Texto extraído:

Eso sí, de la que el vasco cae en una metáfora no la suelta. Da en monometafórico. En estos tiempos tenemos una, bien concreta, cuya captación no exige mucha actividad neuronal. A ella se aferran nuestros líderes cual lapa a roca. Es el tren. No es que al vasco le guste ir en tren -menos las imaginaciones de un Orient Express entre Orduña y Amoroto con bar-restaurante para tomar vinos y jugar al mus-, pues lo ha abandonado por su afición al automóvil y su aversión al transporte público. El tren no se usa para moverse, pero sí como metáfora, casi la única del lenguaje público, la predilecta. Se administra básicamente en dos formatos, aunque hay más, para casos de necesidad. Estos dos son: el tren del futuro y el tren de la modernidad. No me pregunten qué significan en las mentes vascas. Mis inimaginables esfuerzos para desentrañar su significado en nuestro uso han resultado infructuosos.
El acuerdo es completo: no podemos perder el tren del futuro, no podemos perder el tren de la modernidad. Está en boca de todos. Más albricias: nacionalistas y no nacionalistas, todos, quieren que no perdamos ni el tren del futuro ni el de la modernidad. Un lugar de encuentro.
El alcalde de Sestao, del PNV, lo decía el otro día: «Perdimos nuestro potencial, pero ahora hemos cogido el tren del futuro». En la orilla de enfrente, Otermin, el candidato del PSE para alcalde de Erandio apostó por un Ayuntamiento «eficaz, que impida que sigamos perdiendo el tren del futuro». Quienes están en el mando han conseguido que nos subamos al tren del futuro. Los que no, buscan que no lo perdamos.

Filas de datos:

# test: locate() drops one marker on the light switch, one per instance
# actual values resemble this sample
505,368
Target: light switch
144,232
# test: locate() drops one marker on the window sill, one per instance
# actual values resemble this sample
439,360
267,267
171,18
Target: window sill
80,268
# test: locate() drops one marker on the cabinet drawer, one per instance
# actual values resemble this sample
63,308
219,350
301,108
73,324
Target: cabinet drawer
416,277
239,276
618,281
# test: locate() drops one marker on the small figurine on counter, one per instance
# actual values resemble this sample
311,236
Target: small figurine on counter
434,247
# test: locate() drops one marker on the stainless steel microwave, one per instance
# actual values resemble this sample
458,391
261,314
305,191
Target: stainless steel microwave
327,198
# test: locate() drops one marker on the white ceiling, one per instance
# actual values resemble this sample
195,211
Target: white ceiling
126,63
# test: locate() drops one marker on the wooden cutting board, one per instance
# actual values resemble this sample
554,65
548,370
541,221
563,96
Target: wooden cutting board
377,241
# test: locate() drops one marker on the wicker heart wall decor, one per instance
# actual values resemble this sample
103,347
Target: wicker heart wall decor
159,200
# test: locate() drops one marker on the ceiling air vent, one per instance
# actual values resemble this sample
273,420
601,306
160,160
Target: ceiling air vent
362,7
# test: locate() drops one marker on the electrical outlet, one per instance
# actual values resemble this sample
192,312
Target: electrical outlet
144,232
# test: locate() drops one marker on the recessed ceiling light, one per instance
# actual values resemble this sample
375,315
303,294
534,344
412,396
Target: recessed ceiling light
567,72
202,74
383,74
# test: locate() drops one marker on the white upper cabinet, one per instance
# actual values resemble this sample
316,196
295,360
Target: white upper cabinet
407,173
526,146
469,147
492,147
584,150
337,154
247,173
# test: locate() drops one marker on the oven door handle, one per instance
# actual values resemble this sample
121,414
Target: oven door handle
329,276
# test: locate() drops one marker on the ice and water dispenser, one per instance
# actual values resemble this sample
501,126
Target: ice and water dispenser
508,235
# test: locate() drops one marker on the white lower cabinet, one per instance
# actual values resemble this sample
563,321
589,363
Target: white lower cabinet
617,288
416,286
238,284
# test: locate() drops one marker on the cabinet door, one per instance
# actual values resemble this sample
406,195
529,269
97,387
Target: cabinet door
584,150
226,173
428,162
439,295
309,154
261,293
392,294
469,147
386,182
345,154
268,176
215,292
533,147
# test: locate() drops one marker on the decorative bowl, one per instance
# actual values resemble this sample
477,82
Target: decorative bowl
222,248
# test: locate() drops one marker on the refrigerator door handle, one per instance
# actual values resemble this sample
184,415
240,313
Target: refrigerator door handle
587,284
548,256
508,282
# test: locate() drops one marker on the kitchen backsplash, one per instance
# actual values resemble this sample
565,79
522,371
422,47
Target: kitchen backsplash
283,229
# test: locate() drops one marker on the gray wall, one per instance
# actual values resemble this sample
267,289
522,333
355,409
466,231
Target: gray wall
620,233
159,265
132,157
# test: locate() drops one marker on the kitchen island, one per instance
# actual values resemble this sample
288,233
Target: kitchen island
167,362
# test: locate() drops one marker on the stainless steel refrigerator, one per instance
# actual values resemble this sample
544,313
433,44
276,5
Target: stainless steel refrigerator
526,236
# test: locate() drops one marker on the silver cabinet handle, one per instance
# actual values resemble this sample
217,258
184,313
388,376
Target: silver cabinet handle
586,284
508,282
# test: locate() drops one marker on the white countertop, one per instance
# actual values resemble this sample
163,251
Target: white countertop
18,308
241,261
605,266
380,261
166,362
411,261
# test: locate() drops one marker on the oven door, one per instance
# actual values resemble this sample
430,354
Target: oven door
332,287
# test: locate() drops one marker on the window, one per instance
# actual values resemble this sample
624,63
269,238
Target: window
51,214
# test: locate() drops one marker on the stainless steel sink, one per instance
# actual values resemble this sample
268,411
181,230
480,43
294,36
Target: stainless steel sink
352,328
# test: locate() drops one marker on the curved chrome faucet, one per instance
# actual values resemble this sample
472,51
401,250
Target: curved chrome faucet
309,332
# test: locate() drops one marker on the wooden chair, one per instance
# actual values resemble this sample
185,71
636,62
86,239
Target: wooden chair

Qué se pide:
Vuelve a escribir íntegro y sin cambios el texto sobre la metáfora del tren que aparece más arriba.

Resultado del ejercicio:
Eso sí, de la que el vasco cae en una metáfora no la suelta. Da en monometafórico. En estos tiempos tenemos una, bien concreta, cuya captación no exige mucha actividad neuronal. A ella se aferran nuestros líderes cual lapa a roca. Es el tren. No es que al vasco le guste ir en tren -menos las imaginaciones de un Orient Express entre Orduña y Amoroto con bar-restaurante para tomar vinos y jugar al mus-, pues lo ha abandonado por su afición al automóvil y su aversión al transporte público. El tren no se usa para moverse, pero sí como metáfora, casi la única del lenguaje público, la predilecta. Se administra básicamente en dos formatos, aunque hay más, para casos de necesidad. Estos dos son: el tren del futuro y el tren de la modernidad. No me pregunten qué significan en las mentes vascas. Mis inimaginables esfuerzos para desentrañar su significado en nuestro uso han resultado infructuosos.
El acuerdo es completo: no podemos perder el tren del futuro, no podemos perder el tren de la modernidad. Está en boca de todos. Más albricias: nacionalistas y no nacionalistas, todos, quieren que no perdamos ni el tren del futuro ni el de la modernidad. Un lugar de encuentro.
El alcalde de Sestao, del PNV, lo decía el otro día: «Perdimos nuestro potencial, pero ahora hemos cogido el tren del futuro». En la orilla de enfrente, Otermin, el candidato del PSE para alcalde de Erandio apostó por un Ayuntamiento «eficaz, que impida que sigamos perdiendo el tren del futuro». Quienes están en el mando han conseguido que nos subamos al tren del futuro. Los que no, buscan que no lo perdamos.